──────── ИСХОДНЫЙ ТЕКСТ

В тот день, когда Рудольф впервые переступил порог нашего дома, Юра представил ему меня:

– Вот моя жена Таня. Она переводчица.

– Переводчица, как интересно. Вы случайно не знаете сербскохорватский язык? – просто так, наугад, спросил меня Мессбауэр.

– Представьте себе, я как раз перевожу художественную литературу именно с этого языка.

– Да что вы говорите! А вам такое имя, как Иво Андрич, случайно не известно?

– А как же!

– И вы знаете его роман «Мост на Дрине»?

– Еще бы мне его не знать, если я как раз сейчас работаю над переводом этого романа. И его оригинал лежит у меня на столе.

Удивительные совпадения у меня не раз бывали в жизни. Но это совпадение совсем особого рода. Оказалось, что Рудольф Мессбауэр получал Нобелевскую премию в 1961 году вместе с Иво Андричем, потом посетил писателя на его вилле на берегу Адриатического моря под Херцегнови, и, конечно, прочитал роман «Мост на Дрине» в переводе на немецкий язык. Мы были с ним просто в восторге, и на какое-то время югославская тематика вытеснила в наших застольных разговорах обсуждения между ним и Юрой научных проблем.

Конечно, я не преминула сообщить Мессбауэру, что тоже удостоилась чести быть принятой Иво Андричем в его доме в Белграде. Это было примерно год тому назад, в 1973 году, когда моя работа над переводом романа «Мост на Дрине» была еще в самом начале.

Однажды мне в номер гостиницы, в Белграде, где проходил литературный семинар, позвонил один из руководителей этого мероприятия, известный писатель Эрих Кош и сообщил, что Иво Андрич пригласил нас с ним сегодня на « fivе ? cloc tea».

Эрих Кош, замечательный сербский прозаик, произведения которого я с большим удовольствием переводила, пользовался у читателей особенным успехом, как мастер остросатирических повестей и рассказов, таких как «Сети», «Большой Мак», «Снег и лед», в гротесковых тонах изображавший нашу современную действительность. Эрих Кош был моим давнишним другом и покровительствовал мне во всех моих делах. С Иво Андричем они состояли в сердечной дружбе, – оба по происхождению боснийцы, свое «землячество» они чтили, как нечто святое, как обет верности, который никогда, ни при каких обстоятельствах не может быть нарушен. Без стараний Эриха Коша приглашение от Иво Андрича никогда бы мной не было получено, – мало ли кто переводит его романы, повести и рассказы? Всемирная слава уже пришла к писателю, и он был признанным классиком, как у себя на родине, так и за ее пределами. Было известно, что Иво Андрич предпочитал вести уединенный образ жизни, тем более что его судьбу отягощала семейная драма, – тяжелая болезнь жены. У меня оставалось совсем немного времени, чтобы привести в порядок свой внешний вид и, главное, сменить вечные джинсы на юбку. Но универмаг «Белград» был рядом, и решить эту проблему при богатстве тамошнего ассортимента не составляло никакого труда. Надо сказать, что озаботилась я этим не зря. Вся обстановка дома, в котором нас принимали, требовала соблюдения соответствующего этикета.

────────────────
──────── ПРЕДОСТАВЛЕННЫЕ ДАННЫЕ

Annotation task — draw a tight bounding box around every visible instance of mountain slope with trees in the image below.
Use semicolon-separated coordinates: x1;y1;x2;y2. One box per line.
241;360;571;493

────────────────

◆ **ЧТО ТРЕБУЕТСЯ**
Отредактируйте фрагмент исходного текста начиная со слов «В тот день, когда» и заканчивая словами «с этого языка.» включительно. Во фрагменте поставьте «супруга» вместо «жена».

◆ **РЕЗУЛЬТАТ УПРАЖНЕНИЯ**
В тот день, когда Рудольф впервые переступил порог нашего дома, Юра представил ему меня:

– Вот моя супруга Таня. Она переводчица.

– Переводчица, как интересно. Вы случайно не знаете сербскохорватский язык? – просто так, наугад, спросил меня Мессбауэр.

– Представьте себе, я как раз перевожу художественную литературу именно с этого языка.